> [Action item]
Wherever the word "form" appears in a line of the data, that line should be copied.

Data extracted from a collection

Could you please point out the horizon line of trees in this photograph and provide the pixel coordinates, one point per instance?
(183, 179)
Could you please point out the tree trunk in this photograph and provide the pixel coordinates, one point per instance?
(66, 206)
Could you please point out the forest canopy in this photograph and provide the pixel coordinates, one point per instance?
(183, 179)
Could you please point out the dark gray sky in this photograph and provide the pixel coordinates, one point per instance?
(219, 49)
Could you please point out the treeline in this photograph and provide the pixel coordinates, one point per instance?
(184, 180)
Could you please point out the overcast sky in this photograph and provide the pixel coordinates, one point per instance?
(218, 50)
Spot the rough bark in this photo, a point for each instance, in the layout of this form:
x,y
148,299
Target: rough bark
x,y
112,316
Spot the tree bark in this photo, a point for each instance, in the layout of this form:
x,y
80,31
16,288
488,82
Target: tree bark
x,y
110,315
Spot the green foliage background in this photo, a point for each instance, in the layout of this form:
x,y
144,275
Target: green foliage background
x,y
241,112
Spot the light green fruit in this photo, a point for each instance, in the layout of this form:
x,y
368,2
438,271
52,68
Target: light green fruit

> [Exercise solution]
Spot the rough bark in this photo, a point for each instance, in the layout of this form:
Spot the tree bark in this photo, a point for each instance, in the layout of this form:
Spot the green foliage background in this photo, a point for each instance, in the layout of this form:
Spot the light green fruit in this photo, a point for each instance, in the layout of this form:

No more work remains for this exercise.